▶ SET TASKS:
1: Transcribe the economic policy commentary word for word, from "In the face" up to and including "to find out.".
2: Extend the economic policy commentary past its last sentence, picking up directly after it ends.

---------- EXCERPTED PASSAGE ----------

Maybe there are two wider lessons here for our East vs West investment view. Firstly, yes a large amount of commodities have been used to build infrastructure in many developing nations and maybe this does not need to reoccur at the same rate, but that does not mean they have overdeveloped. The important consequence of this infrastructure is the productivity of the wider economy which is improved significantly resulting in more investment elsewhere (factories, hotels) which I witnessed first hand in Bangkok. Ask yourself the following question: “Once the railroads and highways were built in the US did that spell the end of its economic prosperity?” Of course not, so neither does it necessarily mean it will in the East. Past volatility in Eastern economies suggest to us a level of concern about future growth that might not be appropriate. Arguably many parts of China’s development have been looked at from a very sustainable perspective, far more so that in parts of Europe or the US in recent years. Returning home with all my US Dollars suggests also that any debate on reserve currencies etc. is just pointless. London and Manhattan based asset allocators may take a decade to change their minds as to which currencies have potential and which do not but small business men the world over make their choices much faster and in their eyes the dollar is already mightily depressed.

UK and US Economic policy contrasted

These two countries have followed very similar economic policies for much of the last 40 years. Today there is an interesting contrast. This is because of the different states of both their employment and housing markets. Current US fiscal policy is a function of spending which was ramped up by one party pre recession but which has also been sustained by the opposing party after it. This was a reaction to a massive wealth hit due to housing market falls and significant unemployment levels that resulted. The policy has been sustained because of the fear of the economy quickly deteriorating further were any fiscal stimulus removed. With such uncertainty maybe this policy is arguably ‘prudent’.

UK policy is the opposite and predicated on the view that fiscal rectitude must be quickly restored. Others in Europe have had this policy forced upon them so doing so voluntarily seems of great sense to many market observes in London. I suggest UK current fiscal policy is probably right. However the contrast with the US could suggest that:

  • Risks to growth (and inflation) in the US are on the upside
  • Risks to growth (and deflation) in the UK are on the downside

In the face of each distinct economy each policy’s merit can be seen, but what if we are yet to see the full picture. What would the UK conservative party policy be if a second deflationary global downturn hit or the UK housing market finally cracked? Would it reverse its policy to match that of the US? Could it? Worryingly I somewhat doubt they would as likely this would be political suicide. Let’s hope we don’t have to find out.

---------- DATA SHOWN ----------

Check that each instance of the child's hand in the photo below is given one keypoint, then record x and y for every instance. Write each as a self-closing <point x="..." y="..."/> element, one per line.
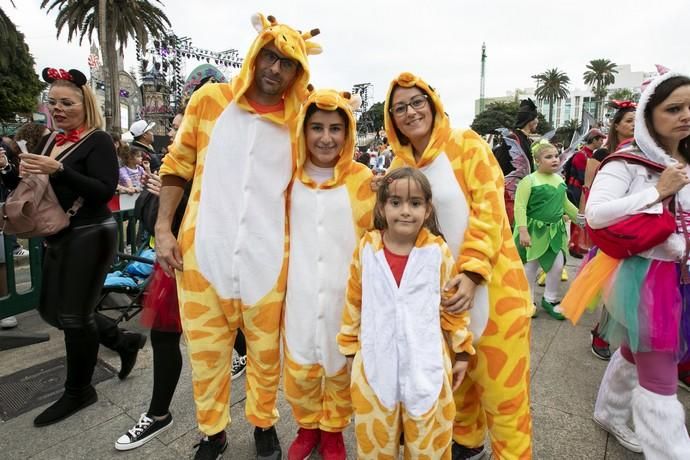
<point x="463" y="298"/>
<point x="459" y="370"/>
<point x="580" y="221"/>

----------

▶ THE RESPONSES:
1:
In the face of each distinct economy each policy’s merit can be seen, but what if we are yet to see the full picture. What would the UK conservative party policy be if a second deflationary global downturn hit or the UK housing market finally cracked? Would it reverse its policy to match that of the US? Could it? Worryingly I somewhat doubt they would as likely this would be political suicide. Let’s hope we don’t have to find out.

2:
Now let’s assume (which not all will agree on) that broadly UK and US Central banks longer term inflation fighting credibility remain intact, which despite the commentary of bond bears and gold bugs, current yields do still suggest. Were that the case, US policy gives more room for error than in austerity Britain. Both continue to agree on one thing however. At no cost let your currency rise. The unusually outspoken language of each central bank head is regularly seeing to that.

Another book

Before leaving the world of macroeconomics I would highlight a great book I read in Thailand called Collapse by Jared Diamond. Despite the annoyingly alarmist title it is an interesting look at ancient societies, like those on Easter Island, and what forces meant some of them prospered for hundreds of years while others collapsed. I felt the book had a number of parallels both for modern economies and for the company’s we look to invest in. At some stage I will try to write this up more fully. What was alarmingly clear however was how each society played a significant part in its own collapse by over exploiting their land or trying to grow too fast when times (climate) were good. Many of today’s damaged economies are those that also tried to grow too fast via easy money created wealth. 2000 years ago the price paid for the over-exploitation of lands was huger, starvation, civil war and death as there were too many mouths to feed when conditions worsened. Today the price is the length of the unemployment line that the strength of the recovering economy just cannot repair. The contrast between youth employment rates in the US or Spain compared to Germany is depressingly illustrative of this as is Tim Giethner’s recent admission that the “US Recovery is tragically moderate.”

Are Markets too high?

Many are keen to analyse bond equity ratios or look at other market valuation charts like the Shiller cyclically adjusted PE shown below. This chart I think is pretty compelling and all investors should consider it, especially at points of extreme optimism or pessimism. Some of the greatest investors that ever lived however usually ignored overall market levels for the very good reason that they are so hard to predict.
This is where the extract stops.